[Natural-language object grounding data]
────────

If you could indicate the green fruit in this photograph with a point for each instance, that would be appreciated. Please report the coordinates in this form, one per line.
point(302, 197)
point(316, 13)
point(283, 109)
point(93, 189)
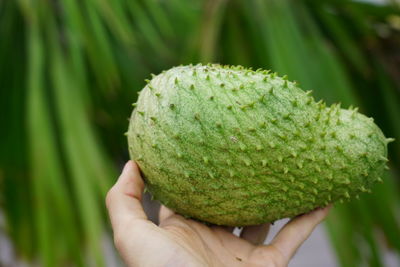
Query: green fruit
point(232, 146)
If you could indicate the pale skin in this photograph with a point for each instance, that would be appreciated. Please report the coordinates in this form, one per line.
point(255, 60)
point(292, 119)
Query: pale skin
point(177, 241)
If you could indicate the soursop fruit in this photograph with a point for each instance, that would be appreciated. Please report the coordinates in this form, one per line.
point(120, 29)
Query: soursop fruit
point(233, 146)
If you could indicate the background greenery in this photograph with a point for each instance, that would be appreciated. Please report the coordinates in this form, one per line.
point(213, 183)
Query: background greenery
point(70, 69)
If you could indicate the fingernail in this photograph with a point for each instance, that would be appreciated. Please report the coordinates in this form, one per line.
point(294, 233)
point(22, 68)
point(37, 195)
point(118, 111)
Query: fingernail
point(127, 166)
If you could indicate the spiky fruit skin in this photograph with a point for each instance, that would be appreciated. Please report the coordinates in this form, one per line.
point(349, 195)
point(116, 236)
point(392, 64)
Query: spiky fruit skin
point(232, 146)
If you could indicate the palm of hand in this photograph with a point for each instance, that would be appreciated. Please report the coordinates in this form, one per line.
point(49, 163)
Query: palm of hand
point(181, 242)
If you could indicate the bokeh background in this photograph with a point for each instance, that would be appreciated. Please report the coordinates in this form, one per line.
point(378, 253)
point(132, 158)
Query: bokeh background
point(70, 70)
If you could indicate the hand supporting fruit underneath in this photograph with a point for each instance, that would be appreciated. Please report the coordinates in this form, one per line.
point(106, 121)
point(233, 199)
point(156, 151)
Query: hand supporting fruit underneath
point(181, 242)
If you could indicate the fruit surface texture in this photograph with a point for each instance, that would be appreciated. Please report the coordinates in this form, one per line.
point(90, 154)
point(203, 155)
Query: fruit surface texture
point(232, 146)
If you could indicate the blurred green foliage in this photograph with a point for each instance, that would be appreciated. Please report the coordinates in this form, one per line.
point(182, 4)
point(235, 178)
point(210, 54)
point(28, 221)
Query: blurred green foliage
point(69, 71)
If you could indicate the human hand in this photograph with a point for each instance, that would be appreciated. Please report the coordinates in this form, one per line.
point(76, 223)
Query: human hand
point(182, 242)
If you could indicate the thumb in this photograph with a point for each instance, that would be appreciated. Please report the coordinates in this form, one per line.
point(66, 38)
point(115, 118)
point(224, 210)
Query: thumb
point(123, 200)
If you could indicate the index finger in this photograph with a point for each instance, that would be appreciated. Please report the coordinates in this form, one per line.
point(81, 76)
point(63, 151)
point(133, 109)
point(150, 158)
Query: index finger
point(294, 233)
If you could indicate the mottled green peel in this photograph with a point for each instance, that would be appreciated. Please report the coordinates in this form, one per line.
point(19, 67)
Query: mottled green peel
point(232, 146)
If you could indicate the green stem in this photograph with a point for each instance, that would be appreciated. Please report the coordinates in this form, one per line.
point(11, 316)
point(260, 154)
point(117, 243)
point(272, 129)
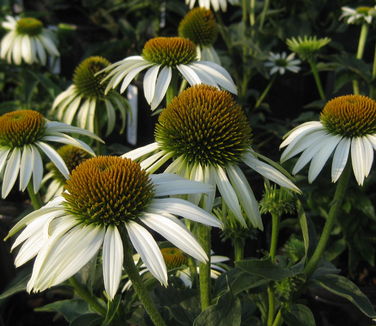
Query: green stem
point(333, 213)
point(373, 80)
point(252, 17)
point(360, 51)
point(315, 73)
point(238, 249)
point(278, 319)
point(36, 201)
point(139, 287)
point(97, 131)
point(204, 238)
point(84, 293)
point(271, 306)
point(265, 92)
point(264, 12)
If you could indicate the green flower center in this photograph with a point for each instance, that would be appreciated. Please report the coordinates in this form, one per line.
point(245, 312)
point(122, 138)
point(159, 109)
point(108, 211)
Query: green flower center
point(169, 51)
point(199, 26)
point(174, 257)
point(108, 190)
point(29, 26)
point(205, 126)
point(86, 80)
point(72, 156)
point(20, 128)
point(350, 116)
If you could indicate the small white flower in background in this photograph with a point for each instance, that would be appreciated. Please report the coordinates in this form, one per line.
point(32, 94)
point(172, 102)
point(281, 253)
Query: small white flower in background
point(23, 137)
point(347, 126)
point(358, 15)
point(206, 135)
point(85, 99)
point(27, 41)
point(216, 4)
point(280, 62)
point(161, 56)
point(177, 262)
point(106, 196)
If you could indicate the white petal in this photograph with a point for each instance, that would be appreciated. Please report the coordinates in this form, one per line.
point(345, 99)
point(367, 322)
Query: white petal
point(180, 187)
point(148, 249)
point(269, 172)
point(26, 167)
point(54, 157)
point(37, 169)
point(228, 194)
point(322, 156)
point(141, 151)
point(185, 209)
point(163, 81)
point(68, 255)
point(189, 74)
point(357, 159)
point(245, 195)
point(11, 172)
point(150, 79)
point(175, 232)
point(112, 260)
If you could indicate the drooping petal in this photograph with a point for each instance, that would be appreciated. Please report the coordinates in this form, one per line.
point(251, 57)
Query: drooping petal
point(11, 172)
point(112, 260)
point(176, 233)
point(183, 208)
point(149, 251)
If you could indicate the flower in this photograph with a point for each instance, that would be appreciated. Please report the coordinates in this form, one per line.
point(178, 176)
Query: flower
point(280, 62)
point(27, 41)
point(346, 123)
point(177, 262)
point(23, 137)
point(106, 197)
point(85, 98)
point(72, 156)
point(359, 15)
point(160, 55)
point(216, 4)
point(306, 46)
point(199, 26)
point(208, 135)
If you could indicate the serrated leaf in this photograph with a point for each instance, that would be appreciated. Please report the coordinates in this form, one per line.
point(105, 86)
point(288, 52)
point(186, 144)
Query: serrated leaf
point(344, 288)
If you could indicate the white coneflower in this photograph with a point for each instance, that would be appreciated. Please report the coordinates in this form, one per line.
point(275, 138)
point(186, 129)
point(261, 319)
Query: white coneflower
point(85, 99)
point(280, 62)
point(161, 56)
point(177, 262)
point(208, 135)
point(347, 126)
point(72, 156)
point(105, 197)
point(200, 27)
point(216, 4)
point(23, 137)
point(27, 41)
point(358, 15)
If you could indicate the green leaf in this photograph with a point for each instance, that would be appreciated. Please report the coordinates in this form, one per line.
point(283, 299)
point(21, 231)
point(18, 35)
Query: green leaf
point(18, 284)
point(87, 320)
point(227, 312)
point(70, 309)
point(344, 288)
point(238, 281)
point(298, 315)
point(264, 268)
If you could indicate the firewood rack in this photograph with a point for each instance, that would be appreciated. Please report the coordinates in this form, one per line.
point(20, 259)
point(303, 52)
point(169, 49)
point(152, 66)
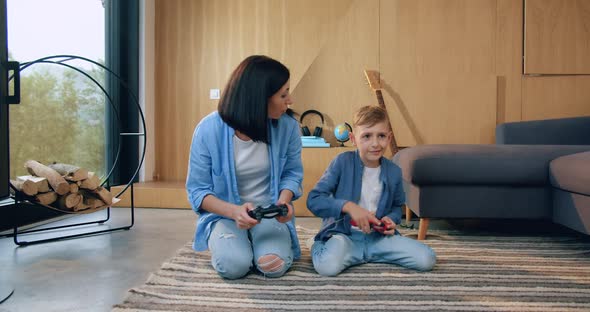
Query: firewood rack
point(20, 200)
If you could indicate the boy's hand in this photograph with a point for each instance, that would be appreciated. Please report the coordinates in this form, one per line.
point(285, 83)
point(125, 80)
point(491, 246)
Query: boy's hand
point(361, 216)
point(289, 215)
point(388, 226)
point(243, 220)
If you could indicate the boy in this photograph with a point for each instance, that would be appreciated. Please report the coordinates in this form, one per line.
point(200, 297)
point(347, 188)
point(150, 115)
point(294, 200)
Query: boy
point(364, 188)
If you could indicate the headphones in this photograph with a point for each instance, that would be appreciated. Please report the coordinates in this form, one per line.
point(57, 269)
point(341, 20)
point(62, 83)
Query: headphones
point(305, 130)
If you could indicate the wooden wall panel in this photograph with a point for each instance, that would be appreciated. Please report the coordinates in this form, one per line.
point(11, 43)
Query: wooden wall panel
point(434, 55)
point(334, 83)
point(547, 97)
point(557, 37)
point(509, 60)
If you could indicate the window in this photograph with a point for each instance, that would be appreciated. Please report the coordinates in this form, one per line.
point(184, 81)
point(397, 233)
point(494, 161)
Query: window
point(61, 117)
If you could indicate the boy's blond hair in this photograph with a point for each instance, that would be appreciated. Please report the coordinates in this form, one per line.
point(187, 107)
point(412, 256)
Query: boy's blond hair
point(369, 116)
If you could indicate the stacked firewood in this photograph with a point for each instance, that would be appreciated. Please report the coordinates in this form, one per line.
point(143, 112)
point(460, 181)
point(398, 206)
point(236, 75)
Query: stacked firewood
point(63, 186)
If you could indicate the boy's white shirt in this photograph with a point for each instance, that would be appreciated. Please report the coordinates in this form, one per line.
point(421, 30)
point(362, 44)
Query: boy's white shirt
point(371, 190)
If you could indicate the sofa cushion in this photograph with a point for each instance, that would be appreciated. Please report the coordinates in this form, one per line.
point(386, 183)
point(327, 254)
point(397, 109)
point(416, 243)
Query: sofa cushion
point(481, 164)
point(571, 173)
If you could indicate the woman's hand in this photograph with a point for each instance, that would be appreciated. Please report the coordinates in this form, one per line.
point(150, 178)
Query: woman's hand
point(243, 220)
point(284, 219)
point(388, 225)
point(361, 216)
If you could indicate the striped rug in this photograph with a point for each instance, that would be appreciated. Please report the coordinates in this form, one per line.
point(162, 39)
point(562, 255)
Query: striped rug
point(473, 273)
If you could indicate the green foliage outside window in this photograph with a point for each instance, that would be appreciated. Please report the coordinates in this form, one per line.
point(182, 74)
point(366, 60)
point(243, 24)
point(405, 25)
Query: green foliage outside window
point(61, 118)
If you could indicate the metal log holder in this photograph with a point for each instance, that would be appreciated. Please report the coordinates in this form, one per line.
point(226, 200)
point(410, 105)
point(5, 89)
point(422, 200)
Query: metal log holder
point(21, 200)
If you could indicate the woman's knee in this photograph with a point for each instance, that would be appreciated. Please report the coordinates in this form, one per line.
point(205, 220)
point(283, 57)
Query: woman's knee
point(426, 260)
point(272, 265)
point(325, 268)
point(231, 267)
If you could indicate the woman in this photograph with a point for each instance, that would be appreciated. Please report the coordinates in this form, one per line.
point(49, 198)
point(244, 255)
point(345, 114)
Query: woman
point(244, 155)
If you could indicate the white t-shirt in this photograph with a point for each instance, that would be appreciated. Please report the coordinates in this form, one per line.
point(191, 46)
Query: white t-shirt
point(252, 171)
point(371, 190)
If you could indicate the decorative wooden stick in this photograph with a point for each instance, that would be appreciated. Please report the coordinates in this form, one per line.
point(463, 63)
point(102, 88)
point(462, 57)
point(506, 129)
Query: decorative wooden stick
point(40, 182)
point(26, 186)
point(46, 198)
point(69, 201)
point(57, 182)
point(91, 183)
point(70, 172)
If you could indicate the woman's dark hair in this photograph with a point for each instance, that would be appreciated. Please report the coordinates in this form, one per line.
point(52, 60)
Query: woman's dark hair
point(244, 101)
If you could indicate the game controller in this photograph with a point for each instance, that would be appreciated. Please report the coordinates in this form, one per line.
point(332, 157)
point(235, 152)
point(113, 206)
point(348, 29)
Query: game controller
point(268, 212)
point(376, 226)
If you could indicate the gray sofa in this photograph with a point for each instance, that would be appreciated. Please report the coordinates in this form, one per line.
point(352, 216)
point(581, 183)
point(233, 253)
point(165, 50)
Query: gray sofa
point(536, 170)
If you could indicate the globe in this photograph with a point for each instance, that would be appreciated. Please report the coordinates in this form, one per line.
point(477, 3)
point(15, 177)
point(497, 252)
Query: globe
point(341, 132)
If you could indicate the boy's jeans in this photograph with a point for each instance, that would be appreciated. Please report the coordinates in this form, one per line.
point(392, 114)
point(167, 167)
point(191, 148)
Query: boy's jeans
point(234, 251)
point(341, 251)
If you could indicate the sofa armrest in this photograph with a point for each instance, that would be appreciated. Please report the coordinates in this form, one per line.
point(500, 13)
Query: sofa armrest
point(562, 131)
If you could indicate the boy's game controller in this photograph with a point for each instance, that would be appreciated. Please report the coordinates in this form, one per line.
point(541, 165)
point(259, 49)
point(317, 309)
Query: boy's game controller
point(376, 226)
point(268, 212)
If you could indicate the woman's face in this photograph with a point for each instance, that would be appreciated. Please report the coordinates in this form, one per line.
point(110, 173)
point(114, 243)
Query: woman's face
point(279, 102)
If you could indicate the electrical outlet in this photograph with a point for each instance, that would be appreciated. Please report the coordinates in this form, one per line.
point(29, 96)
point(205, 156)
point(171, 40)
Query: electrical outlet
point(214, 94)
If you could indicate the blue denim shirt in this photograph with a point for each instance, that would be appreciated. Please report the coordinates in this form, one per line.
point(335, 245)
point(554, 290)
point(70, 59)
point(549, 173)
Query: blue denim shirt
point(211, 170)
point(342, 182)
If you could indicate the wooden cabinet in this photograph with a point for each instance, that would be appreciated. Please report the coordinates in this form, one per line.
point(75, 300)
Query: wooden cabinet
point(315, 162)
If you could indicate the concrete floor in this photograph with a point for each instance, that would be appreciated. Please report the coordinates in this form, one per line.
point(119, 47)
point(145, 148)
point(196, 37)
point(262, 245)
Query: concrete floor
point(94, 273)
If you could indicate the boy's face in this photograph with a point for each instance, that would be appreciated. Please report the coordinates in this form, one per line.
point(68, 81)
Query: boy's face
point(371, 142)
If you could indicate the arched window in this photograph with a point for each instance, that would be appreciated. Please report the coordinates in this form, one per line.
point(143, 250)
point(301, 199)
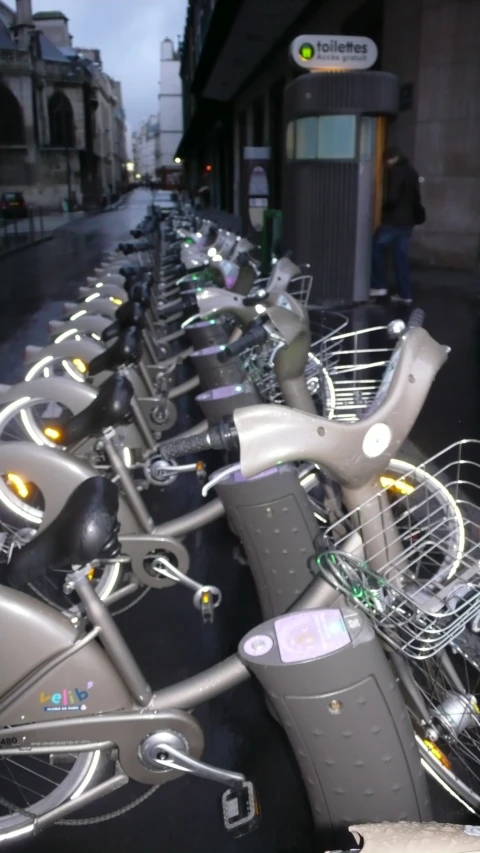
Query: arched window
point(60, 114)
point(12, 131)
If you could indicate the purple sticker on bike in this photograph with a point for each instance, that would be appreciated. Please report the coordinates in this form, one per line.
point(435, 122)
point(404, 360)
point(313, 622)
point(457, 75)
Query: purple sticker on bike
point(311, 634)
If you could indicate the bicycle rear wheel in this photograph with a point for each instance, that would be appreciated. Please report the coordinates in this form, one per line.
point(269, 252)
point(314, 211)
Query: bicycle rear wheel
point(442, 694)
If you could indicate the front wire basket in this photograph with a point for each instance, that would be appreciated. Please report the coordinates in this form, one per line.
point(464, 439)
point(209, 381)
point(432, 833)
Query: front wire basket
point(353, 379)
point(421, 586)
point(325, 328)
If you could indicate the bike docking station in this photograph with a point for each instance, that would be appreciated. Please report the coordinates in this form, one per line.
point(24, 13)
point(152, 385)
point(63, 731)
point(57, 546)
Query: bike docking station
point(335, 119)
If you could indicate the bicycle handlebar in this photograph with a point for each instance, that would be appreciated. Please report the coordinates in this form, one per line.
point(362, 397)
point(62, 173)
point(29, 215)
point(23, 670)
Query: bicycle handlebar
point(255, 335)
point(416, 319)
point(170, 310)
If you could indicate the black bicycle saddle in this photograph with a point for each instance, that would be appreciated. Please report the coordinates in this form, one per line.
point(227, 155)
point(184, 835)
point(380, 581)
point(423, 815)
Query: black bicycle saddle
point(111, 407)
point(125, 351)
point(129, 314)
point(85, 529)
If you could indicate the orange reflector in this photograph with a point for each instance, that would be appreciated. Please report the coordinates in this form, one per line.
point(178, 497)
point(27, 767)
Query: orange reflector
point(399, 486)
point(437, 754)
point(52, 433)
point(18, 484)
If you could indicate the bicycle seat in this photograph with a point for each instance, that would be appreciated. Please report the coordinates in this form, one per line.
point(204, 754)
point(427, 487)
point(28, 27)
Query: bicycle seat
point(110, 408)
point(84, 530)
point(129, 314)
point(125, 351)
point(138, 291)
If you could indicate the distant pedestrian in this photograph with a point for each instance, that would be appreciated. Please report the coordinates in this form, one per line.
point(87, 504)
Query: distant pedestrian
point(402, 210)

────────

Task directions: Taking the lines above, repeat exactly those from the line that contains "point(24, 13)" through the line that contains "point(227, 155)", and both of those lines as well. Include nothing else.

Answer space:
point(24, 13)
point(152, 385)
point(63, 731)
point(57, 546)
Query: bike docking station
point(335, 119)
If you could indicate the bicycle handlebar in this photograph with a point for each instance, that would be appreciated. Please report the coordinates in this form, one per line.
point(362, 397)
point(62, 173)
point(29, 215)
point(23, 670)
Query: bicycle handlebar
point(255, 335)
point(416, 319)
point(170, 310)
If you could indicate the black bicycle saddle in this photograph with a point for each instance, that would be appreciated. Please report the coordinates in this form, one per line.
point(227, 155)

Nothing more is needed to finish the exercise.